● **Source material**:
--- START ---

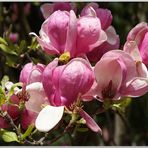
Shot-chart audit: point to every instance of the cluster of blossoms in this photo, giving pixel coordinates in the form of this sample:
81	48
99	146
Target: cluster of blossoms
51	89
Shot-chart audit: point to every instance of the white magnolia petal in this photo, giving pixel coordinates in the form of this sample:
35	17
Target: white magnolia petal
37	96
49	117
9	84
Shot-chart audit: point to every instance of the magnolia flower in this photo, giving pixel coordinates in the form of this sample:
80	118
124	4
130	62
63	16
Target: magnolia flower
47	9
63	32
11	109
104	15
139	34
14	37
116	76
38	111
31	73
63	84
112	42
34	106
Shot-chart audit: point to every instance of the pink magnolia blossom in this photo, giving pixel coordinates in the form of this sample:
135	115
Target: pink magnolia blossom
3	123
35	111
47	9
117	76
35	105
139	34
104	15
11	109
31	73
63	32
63	84
113	42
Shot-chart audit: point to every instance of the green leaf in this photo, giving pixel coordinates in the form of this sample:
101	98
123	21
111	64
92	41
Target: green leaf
28	131
121	104
4	80
80	129
2	41
9	136
7	49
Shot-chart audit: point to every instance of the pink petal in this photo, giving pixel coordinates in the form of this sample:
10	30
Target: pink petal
47	9
47	78
105	17
90	34
109	70
141	70
133	33
57	29
36	73
127	59
136	87
24	75
46	46
144	49
86	10
77	77
49	117
90	122
3	123
28	118
112	36
131	48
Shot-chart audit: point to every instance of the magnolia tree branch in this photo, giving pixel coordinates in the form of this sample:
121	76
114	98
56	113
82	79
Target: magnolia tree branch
7	117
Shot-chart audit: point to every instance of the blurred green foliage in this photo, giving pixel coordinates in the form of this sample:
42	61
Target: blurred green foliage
13	56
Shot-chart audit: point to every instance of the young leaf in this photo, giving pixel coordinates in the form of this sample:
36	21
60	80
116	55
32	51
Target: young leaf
7	49
4	80
9	136
2	41
28	131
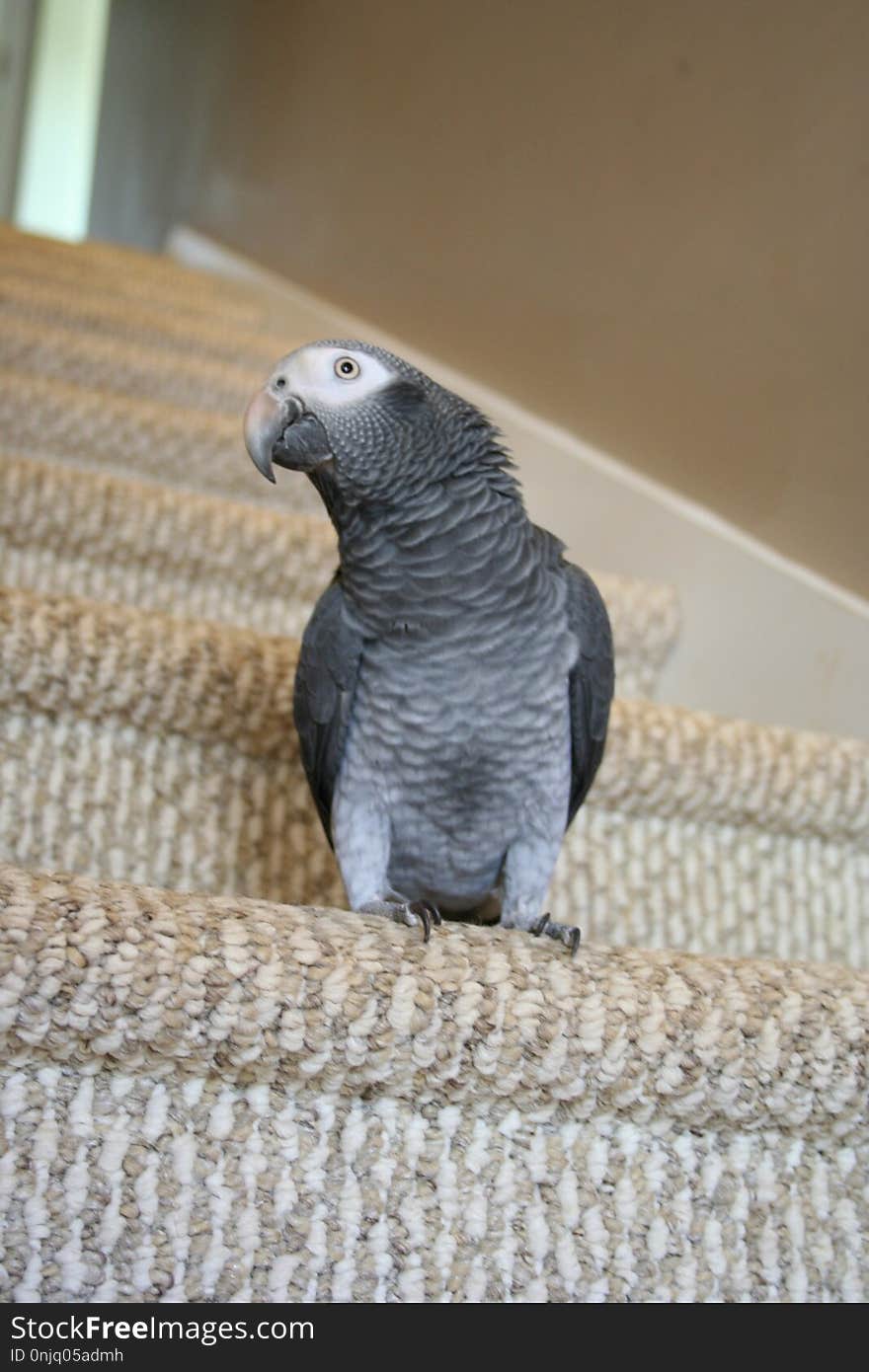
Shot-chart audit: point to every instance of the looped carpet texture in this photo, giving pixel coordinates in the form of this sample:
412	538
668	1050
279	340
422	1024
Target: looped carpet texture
220	1086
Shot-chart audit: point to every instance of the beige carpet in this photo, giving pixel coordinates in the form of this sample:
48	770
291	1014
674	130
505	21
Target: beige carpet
210	1094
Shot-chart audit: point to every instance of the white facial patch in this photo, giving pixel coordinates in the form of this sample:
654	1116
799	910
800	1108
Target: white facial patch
313	375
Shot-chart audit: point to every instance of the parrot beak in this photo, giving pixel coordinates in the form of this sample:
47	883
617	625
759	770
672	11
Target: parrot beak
277	428
266	420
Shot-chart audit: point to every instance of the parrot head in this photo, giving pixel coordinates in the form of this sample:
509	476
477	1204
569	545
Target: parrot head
362	424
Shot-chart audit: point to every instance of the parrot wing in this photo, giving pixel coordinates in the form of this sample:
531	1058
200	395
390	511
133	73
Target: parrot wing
324	686
592	681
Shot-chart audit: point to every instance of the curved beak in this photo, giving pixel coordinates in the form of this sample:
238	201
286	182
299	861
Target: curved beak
266	420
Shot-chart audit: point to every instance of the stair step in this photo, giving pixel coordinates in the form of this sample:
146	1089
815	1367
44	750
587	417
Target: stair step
148	748
130	542
130	273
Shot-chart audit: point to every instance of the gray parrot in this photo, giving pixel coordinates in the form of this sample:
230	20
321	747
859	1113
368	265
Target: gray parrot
454	679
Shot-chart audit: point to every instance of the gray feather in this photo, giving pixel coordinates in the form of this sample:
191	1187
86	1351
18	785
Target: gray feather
323	699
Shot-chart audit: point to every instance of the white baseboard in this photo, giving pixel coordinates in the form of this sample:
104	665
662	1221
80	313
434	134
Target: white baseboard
763	637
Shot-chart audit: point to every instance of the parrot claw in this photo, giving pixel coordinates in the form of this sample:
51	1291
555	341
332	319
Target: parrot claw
429	917
569	935
407	913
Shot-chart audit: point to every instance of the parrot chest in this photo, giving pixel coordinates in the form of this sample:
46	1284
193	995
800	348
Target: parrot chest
467	749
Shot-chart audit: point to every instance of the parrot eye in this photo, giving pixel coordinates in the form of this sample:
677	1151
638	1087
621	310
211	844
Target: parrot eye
347	368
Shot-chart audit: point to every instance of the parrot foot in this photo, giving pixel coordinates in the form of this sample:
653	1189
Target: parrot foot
566	933
411	913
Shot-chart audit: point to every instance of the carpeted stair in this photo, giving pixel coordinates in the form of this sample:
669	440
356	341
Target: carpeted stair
218	1086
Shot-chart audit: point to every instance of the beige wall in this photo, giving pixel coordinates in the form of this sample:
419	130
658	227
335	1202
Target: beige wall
646	220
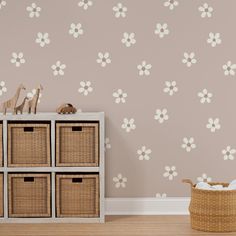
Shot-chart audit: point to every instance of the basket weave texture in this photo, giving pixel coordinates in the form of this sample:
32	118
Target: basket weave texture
1	194
29	195
77	144
28	145
212	210
77	195
1	144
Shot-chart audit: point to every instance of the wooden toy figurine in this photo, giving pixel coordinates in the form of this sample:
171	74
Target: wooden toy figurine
34	101
11	103
20	108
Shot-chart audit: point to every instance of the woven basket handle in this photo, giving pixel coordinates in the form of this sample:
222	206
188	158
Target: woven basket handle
188	181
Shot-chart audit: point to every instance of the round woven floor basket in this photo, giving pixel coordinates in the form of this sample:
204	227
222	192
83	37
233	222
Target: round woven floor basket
212	210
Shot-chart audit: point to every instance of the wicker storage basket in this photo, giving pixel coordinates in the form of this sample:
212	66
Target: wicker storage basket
1	195
29	195
212	210
28	145
77	144
1	145
77	195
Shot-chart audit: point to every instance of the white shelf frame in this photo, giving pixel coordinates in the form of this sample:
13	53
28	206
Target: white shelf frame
52	118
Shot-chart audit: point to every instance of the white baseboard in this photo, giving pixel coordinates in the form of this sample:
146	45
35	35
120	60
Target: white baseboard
147	206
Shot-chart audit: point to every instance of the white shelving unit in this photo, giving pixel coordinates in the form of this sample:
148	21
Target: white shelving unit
52	118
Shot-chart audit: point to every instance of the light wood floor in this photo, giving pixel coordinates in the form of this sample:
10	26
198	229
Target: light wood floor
114	226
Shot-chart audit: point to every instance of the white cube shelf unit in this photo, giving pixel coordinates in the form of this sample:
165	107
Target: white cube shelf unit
53	169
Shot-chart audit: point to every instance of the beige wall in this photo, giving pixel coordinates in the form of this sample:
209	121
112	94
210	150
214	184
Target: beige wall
102	32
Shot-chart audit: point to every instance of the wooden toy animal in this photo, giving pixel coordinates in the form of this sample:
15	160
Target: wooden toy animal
20	108
11	103
66	108
33	103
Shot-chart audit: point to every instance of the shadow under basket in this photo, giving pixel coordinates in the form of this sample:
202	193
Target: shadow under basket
212	210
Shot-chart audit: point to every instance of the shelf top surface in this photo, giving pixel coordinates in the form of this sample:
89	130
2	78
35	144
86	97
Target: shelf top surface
54	116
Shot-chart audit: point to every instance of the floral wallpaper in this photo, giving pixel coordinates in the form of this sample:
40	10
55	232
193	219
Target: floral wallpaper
163	71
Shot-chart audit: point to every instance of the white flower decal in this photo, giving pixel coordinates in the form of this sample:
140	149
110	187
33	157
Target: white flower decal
204	178
85	88
161	115
120	181
161	30
103	59
2	4
129	39
205	96
189	59
42	39
213	124
171	4
17	59
58	68
3	88
214	39
161	195
144	68
76	30
170	172
120	96
170	87
85	4
188	144
228	153
229	68
143	153
107	144
120	10
206	10
34	10
32	93
128	125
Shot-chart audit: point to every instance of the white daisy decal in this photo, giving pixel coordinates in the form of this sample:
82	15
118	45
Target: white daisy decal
206	10
42	39
188	144
128	39
120	181
144	153
161	30
229	68
144	68
85	4
32	93
17	59
128	125
205	96
58	68
170	172
228	153
120	10
189	59
2	4
214	39
213	124
103	59
85	88
161	195
107	144
3	88
76	30
161	115
34	10
120	96
170	87
171	4
204	178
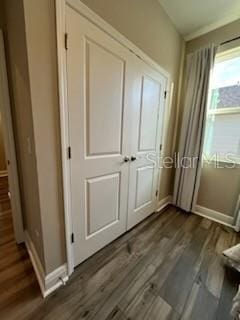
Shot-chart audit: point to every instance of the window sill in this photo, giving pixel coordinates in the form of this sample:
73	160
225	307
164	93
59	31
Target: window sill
227	164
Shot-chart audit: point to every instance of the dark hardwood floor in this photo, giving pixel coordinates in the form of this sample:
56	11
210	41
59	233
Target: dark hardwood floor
168	267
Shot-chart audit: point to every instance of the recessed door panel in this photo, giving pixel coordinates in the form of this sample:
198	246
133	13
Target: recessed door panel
150	98
104	99
102	202
144	186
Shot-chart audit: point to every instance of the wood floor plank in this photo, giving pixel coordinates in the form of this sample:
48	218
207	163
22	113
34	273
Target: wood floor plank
167	267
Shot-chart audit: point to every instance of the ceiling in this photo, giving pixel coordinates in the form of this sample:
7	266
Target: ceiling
193	18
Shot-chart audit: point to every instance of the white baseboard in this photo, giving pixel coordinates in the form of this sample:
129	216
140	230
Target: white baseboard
163	203
213	215
3	173
50	282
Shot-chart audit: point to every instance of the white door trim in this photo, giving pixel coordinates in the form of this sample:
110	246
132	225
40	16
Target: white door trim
10	147
62	78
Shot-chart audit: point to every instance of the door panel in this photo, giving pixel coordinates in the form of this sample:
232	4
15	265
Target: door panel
146	135
99	82
102	202
149	111
144	186
104	105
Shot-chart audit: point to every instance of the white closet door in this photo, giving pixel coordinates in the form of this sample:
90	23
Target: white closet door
147	122
98	91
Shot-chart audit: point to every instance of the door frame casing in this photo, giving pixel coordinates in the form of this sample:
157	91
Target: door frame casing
83	10
9	144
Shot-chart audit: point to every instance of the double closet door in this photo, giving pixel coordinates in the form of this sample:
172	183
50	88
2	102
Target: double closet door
115	104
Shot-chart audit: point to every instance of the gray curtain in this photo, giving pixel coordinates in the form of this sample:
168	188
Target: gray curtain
188	170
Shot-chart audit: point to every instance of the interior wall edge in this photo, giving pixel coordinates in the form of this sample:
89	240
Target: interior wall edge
47	282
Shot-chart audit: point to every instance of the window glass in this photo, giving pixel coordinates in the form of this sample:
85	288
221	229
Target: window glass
222	136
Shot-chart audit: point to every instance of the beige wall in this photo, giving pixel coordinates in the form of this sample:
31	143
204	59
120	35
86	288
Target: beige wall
2	151
14	34
3	166
42	65
219	188
147	25
217	36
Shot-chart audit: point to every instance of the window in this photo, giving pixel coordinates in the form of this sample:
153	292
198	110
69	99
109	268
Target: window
222	137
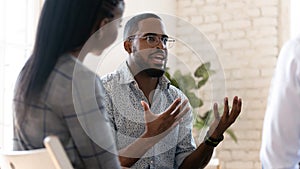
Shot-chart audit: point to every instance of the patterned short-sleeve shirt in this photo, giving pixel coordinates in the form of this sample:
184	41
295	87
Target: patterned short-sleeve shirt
126	115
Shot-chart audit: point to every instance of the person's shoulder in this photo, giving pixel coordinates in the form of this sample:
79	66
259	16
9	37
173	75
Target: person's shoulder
110	78
70	67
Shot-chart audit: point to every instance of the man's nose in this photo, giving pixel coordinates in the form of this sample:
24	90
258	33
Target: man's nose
161	44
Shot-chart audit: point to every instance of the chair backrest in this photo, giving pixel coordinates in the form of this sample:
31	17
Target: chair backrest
53	156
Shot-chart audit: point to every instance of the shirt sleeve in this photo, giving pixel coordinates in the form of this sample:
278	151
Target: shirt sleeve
281	131
186	143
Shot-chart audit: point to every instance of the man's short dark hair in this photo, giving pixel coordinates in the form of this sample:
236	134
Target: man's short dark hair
131	26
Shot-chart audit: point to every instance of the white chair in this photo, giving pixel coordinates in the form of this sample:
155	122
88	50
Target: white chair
53	156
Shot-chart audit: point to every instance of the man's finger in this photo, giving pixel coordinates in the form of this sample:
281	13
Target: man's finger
173	106
226	107
216	111
179	108
182	113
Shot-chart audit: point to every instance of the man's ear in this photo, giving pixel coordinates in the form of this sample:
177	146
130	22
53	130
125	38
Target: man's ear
127	46
103	22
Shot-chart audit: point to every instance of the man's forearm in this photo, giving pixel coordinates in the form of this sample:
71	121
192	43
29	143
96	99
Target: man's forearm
199	158
129	155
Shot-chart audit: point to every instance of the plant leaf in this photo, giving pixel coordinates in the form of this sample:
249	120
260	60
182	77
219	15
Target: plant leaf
231	134
194	100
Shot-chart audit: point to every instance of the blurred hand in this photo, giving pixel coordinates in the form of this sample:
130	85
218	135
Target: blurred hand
159	125
221	124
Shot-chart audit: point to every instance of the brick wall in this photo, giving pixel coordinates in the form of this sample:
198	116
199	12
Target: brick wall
246	36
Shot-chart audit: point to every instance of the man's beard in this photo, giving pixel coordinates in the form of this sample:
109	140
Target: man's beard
153	72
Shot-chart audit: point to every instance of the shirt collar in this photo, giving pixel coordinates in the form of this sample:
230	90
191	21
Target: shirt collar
126	77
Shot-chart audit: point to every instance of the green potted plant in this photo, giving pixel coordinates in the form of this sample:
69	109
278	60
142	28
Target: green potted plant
188	83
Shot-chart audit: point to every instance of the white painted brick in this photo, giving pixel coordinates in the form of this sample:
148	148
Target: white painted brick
229	144
239	165
265	2
211	18
235	5
269	11
249	135
265	21
225	17
236	44
237	34
182	4
224	155
224	35
267	72
250	155
247	44
262	32
267	41
270	51
189	11
253	12
197	19
211	27
208	9
244	73
239	24
257	164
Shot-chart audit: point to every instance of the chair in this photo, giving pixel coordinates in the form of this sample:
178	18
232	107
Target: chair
53	156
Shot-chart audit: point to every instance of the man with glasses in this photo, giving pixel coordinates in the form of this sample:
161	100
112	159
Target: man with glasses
152	120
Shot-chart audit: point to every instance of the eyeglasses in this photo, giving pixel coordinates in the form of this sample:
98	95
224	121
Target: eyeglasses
153	40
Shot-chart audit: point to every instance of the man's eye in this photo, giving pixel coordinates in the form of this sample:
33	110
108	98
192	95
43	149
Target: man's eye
151	38
165	40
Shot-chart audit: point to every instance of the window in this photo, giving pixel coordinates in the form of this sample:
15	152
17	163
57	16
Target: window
18	22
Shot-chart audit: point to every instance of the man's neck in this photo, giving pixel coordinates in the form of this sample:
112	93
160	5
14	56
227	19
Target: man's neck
147	84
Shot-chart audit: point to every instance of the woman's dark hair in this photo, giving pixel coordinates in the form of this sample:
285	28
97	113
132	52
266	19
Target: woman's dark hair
64	26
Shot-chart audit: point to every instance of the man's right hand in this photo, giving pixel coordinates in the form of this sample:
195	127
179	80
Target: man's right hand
159	125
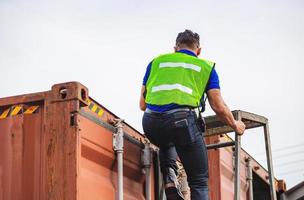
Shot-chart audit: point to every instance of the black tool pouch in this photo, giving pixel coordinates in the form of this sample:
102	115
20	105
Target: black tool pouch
201	124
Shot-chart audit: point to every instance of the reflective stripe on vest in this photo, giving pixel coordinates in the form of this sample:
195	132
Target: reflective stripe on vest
177	78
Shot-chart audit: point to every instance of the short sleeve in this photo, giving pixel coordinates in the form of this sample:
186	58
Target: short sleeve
148	70
213	82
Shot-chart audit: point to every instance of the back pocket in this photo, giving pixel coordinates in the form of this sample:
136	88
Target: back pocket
183	129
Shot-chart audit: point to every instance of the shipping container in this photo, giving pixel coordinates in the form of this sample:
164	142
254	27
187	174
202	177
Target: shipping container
58	144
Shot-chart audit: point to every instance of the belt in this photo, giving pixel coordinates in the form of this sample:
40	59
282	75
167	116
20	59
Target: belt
169	111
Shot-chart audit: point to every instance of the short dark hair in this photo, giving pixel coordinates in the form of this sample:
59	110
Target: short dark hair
188	38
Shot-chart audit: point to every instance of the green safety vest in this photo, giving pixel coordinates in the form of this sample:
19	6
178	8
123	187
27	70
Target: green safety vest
177	78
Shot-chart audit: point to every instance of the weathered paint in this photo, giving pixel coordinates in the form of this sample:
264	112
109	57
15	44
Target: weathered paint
57	153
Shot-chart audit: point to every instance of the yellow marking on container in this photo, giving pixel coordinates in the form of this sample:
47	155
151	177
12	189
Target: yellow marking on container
100	112
4	114
16	110
31	109
94	108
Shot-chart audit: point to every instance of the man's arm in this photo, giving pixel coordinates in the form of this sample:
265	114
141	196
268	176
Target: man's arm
223	112
142	103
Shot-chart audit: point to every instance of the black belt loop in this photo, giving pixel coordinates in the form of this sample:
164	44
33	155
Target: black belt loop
169	111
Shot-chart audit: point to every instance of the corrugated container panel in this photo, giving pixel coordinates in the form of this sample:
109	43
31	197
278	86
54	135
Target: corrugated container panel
58	145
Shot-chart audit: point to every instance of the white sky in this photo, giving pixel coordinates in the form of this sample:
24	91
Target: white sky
106	45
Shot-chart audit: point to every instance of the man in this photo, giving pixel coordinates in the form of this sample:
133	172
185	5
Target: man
173	87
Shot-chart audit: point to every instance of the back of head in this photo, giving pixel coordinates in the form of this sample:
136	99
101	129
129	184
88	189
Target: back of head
188	39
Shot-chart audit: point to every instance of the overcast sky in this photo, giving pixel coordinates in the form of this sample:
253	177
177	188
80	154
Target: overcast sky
106	45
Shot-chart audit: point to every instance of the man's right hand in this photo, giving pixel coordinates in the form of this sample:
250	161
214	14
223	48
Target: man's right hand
239	127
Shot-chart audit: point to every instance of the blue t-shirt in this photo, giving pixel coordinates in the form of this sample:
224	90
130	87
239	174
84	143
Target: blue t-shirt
213	83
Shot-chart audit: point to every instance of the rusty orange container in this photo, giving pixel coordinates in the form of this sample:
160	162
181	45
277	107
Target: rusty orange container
58	145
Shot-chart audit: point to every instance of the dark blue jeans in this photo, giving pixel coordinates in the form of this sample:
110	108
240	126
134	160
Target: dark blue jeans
178	134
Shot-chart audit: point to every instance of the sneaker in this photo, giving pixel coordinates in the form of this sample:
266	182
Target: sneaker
173	193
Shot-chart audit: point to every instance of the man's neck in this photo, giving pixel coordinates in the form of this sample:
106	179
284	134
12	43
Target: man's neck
188	49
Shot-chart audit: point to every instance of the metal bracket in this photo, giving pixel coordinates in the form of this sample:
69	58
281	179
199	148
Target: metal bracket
118	136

--- END ---

● **Do this**: Reproduce only the lines between the line containing "Shot-chart audit: point to every instance of the man in" and the last line of the records, those two lines included, exactly.

● **Answer to the exercise**:
Shot-chart audit: point to every instance of the man in this photo, giving pixel coordinates in the form of this sample:
133	172
185	5
Target: man
173	87
Shot-chart audit: point to every instance of the back of head in this photo, giving pixel coordinates in the form of this sample:
136	99
101	129
129	184
88	189
Target: back of head
188	39
Shot-chart audit: point to every instance of the overcast sky in this photo, giving pixel coordinates in the form of this sample:
253	177
177	188
80	154
Target: overcast sky
106	45
Shot-chart audit: point to every instance of the man's right hand in this photo, giving pixel coordinates in the form of this sample:
250	161
214	14
223	48
Target: man's right hand
239	127
Shot-chart audit: point to every instance of the blue t-shirt in this photo, giving pixel coordinates in the form of this sample:
224	90
130	87
239	174
84	143
Target: blue t-shirt
213	83
Shot-chart audit: point to every instance of the rusty orange container in this photo, giving pixel coordinates in the form of this sample:
160	162
181	45
277	107
Target: rusty orange container
58	145
Shot-chart audit: point to every instance of the dark blue jeans in this photo, giving pixel coordinates in the form of this sample:
110	108
240	126
134	160
Target: dark blue jeans
178	134
Shot-chart audit: point to every instance of the sneaker in this photo, giving pixel coordinates in the form of this sample:
266	182
Target: sneaker
173	193
Shot-chart audit: point to every instance of the man's neck in this photo, giving pixel coordinates in the form of this sample:
106	179
284	134
12	43
Target: man's neck
188	49
Shot-chart audit: point to every instance of the metal bracket in this photo, giving pixel coordinates in the form of this sample:
69	58
281	179
199	148
Target: metal bracket
118	136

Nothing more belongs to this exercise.